### Exercise
In the forum thread on gymnastics in Spain below, reproduce word for word the passage that begins with the words "Thanks Lynn , yes" and ends after "or around Valencia?".

### Source passage
<<<<

# Spanish Gymnastics



## Maureen47 (Mar 27, 2014)

Hi , I plan to run a gym club at the village school when I get to Spain , discussed with mayor and school and all ok, I am a British Gymnastics qualified coach with 15 yrs experience , I am not doing this as a paid job but as a free service , I wonder if there is anyone on here involved in gymnastics in Spain , I will be in the Valencia region and would like to try and build a network if possible. The reason for this is if I notice a really talented child I would like to be able to point them in the right direction. British Gymnastics are trying to help with this as well but thought it worth asking if there was anyone on the forum who was involved in the sport, thank you


----------



## Lynn R (Feb 21, 2014)

maureen47 said:


> Hi , I plan to run a gym club at the village school when I get to Spain , discussed with mayor and school and all ok, I am a British Gymnastics qualified coach with 15 yrs experience , I am not doing this as a paid job but as a free service , I wonder if there is anyone on here involved in gymnastics in Spain , I will be in the Valencia region and would like to try and build a network if possible. The reason for this is if I notice a really talented child I would like to be able to point them in the right direction. British Gymnastics are trying to help with this as well but thought it worth asking if there was anyone on the forum who was involved in the sport, thank you


Sadly no, but I'd just like to say what a great scheme, and a wonderful way to get involved in your community.

You've probably found this already, but this is the website of the Spanish Gymnastics Federation:-
Real Federación Española de Gimnasia


----------



## Maureen47 (Mar 27, 2014)

Lynn R said:


> Sadly no, but I'd just like to say what a great scheme, and a wonderful way to get involved in your community.
> 
> You've probably found this already, but this is the website of the Spanish Gymnastics Federation:-
> Real Federación Española de Gimnasia


Thanks Lynn , yes have this and also a my list of spanish gymnastics vocabulary ! its a small village and this offers another opportunity for the kids also some structure to my week , ability to meet folks and a chance to improve my spanish , the kids will be great I am sure as most of them enjoy a bit of gym !


----------



## GreatLakes (Apr 27, 2016)

My college age daughter will be studying in Valencia this summer. She is a cheerleader and wants to stay current. Does anyone know of a cheer facility in or around Valencia?
Thank you


----------

>>>>

[Excerpts from a point labeling dataset]
<<<<

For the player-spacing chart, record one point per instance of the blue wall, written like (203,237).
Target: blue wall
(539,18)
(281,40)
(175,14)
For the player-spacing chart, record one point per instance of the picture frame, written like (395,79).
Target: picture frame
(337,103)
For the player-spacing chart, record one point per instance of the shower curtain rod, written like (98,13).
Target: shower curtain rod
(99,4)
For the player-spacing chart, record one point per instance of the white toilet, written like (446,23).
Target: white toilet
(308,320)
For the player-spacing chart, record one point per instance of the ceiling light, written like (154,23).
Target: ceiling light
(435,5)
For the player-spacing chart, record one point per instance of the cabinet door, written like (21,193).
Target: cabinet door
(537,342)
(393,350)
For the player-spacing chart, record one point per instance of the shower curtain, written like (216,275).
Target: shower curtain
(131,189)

>>>>

### Problem solution
Thanks Lynn , yes have this and also a my list of spanish gymnastics vocabulary ! its a small village and this offers another opportunity for the kids also some structure to my week , ability to meet folks and a chance to improve my spanish , the kids will be great I am sure as most of them enjoy a bit of gym !


----------



## GreatLakes (Apr 27, 2016)

My college age daughter will be studying in Valencia this summer. She is a cheerleader and wants to stay current. Does anyone know of a cheer facility in or around Valencia?